TEXT PROVIDED:
PEP 276 Simple Iterator for ints (fwd)

Peter Hansen peter at engcorp.com
Wed Nov 28 09:38:23 EST 2001


David Eppstein wrote:
> 
>  Peter Hansen <peter at engcorp.com> wrote:
> 
> > I agree that sounds like a worthy goal.  I disagree that your
> > suggestion is any more likely to be understood by anyone,
> > other than perhaps a mathematician.  [...]
> 
> From context, it seems you mean Ewing's suggestion rather than mine, right?

Yes, quite right.  Sorry.  :)

> > Maybe we should look back to BASIC (for i = 1 to 5: next)
> > or one of the suggestions for something which looks more
> > explicitly like a list of items (for i in [0..5]) or
> > (for i in [0, 1, .. 5] ).  Especially this latter would
> > definitely be understandable to anyone, IMHO.
> 
> Your final option is very close to my suggestion, much earlier in this
> thread, which seems to be disliked by many due to its requiring closed
> intervals while other Python features use half-open ones.

MATERIAL:
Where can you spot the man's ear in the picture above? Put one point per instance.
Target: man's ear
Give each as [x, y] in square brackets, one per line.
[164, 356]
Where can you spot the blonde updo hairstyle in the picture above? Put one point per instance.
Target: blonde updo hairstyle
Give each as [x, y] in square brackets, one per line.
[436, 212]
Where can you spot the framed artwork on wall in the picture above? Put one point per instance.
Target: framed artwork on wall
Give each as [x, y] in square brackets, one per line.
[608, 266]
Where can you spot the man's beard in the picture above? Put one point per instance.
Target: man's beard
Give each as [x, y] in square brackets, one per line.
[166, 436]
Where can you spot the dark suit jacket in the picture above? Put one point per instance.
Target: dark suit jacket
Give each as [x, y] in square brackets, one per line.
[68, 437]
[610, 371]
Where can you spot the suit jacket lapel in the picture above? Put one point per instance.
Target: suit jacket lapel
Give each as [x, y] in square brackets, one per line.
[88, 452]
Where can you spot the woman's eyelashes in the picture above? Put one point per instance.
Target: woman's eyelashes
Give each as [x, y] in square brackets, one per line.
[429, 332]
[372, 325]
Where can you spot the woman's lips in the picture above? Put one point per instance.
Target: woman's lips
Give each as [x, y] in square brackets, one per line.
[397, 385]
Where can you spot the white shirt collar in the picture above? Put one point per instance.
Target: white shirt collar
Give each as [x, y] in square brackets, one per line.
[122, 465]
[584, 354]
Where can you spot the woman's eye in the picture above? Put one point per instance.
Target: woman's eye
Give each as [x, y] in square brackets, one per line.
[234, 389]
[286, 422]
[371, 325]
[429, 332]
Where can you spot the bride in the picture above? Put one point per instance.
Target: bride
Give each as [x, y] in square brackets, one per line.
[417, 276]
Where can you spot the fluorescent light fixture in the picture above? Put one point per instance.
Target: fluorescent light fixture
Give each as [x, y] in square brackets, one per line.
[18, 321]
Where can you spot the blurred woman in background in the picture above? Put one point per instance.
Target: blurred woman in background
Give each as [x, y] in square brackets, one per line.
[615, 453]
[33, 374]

* * *

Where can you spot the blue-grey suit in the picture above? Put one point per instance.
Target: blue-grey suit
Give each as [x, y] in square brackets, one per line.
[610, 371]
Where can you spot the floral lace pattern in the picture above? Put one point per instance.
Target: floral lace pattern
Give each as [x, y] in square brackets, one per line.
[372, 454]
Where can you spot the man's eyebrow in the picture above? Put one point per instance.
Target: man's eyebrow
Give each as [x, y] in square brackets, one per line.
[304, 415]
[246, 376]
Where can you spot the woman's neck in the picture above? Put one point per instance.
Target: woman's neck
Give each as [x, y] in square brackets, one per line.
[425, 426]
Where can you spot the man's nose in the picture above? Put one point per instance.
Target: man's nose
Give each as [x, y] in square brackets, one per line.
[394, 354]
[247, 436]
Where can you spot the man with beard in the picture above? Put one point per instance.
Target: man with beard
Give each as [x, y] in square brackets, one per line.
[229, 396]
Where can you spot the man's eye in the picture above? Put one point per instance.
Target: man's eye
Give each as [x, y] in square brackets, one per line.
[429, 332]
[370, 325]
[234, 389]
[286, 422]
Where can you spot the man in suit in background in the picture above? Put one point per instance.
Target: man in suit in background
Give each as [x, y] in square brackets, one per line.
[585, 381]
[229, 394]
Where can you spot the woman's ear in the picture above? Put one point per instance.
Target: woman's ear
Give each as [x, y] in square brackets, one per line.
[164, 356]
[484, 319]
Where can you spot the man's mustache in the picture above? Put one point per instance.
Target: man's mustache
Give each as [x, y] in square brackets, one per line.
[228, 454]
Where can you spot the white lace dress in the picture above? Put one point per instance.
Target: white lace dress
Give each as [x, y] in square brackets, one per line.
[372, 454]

---

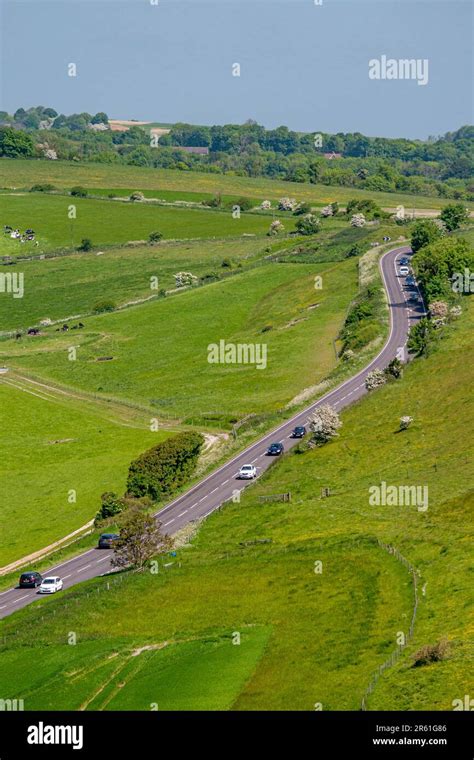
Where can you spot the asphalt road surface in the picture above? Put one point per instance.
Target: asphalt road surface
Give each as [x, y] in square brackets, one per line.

TASKS TO COMPLETE:
(a) Reproduce the portion of the PEP 276 message that opens with the words containing "Yes, quite right." and closes with "use half-open ones.".
(b) In the PEP 276 message, what reason does David Eppstein give for why many disliked his earlier suggestion?

RESULTS OF THE EXERCISE:
(a)
Yes, quite right.  Sorry.  :)

> > Maybe we should look back to BASIC (for i = 1 to 5: next)
> > or one of the suggestions for something which looks more
> > explicitly like a list of items (for i in [0..5]) or
> > (for i in [0, 1, .. 5] ).  Especially this latter would
> > definitely be understandable to anyone, IMHO.
> 
> Your final option is very close to my suggestion, much earlier in this
> thread, which seems to be disliked by many due to its requiring closed
> intervals while other Python features use half-open ones.

(b) It required closed intervals, while other Python features use half-open ones.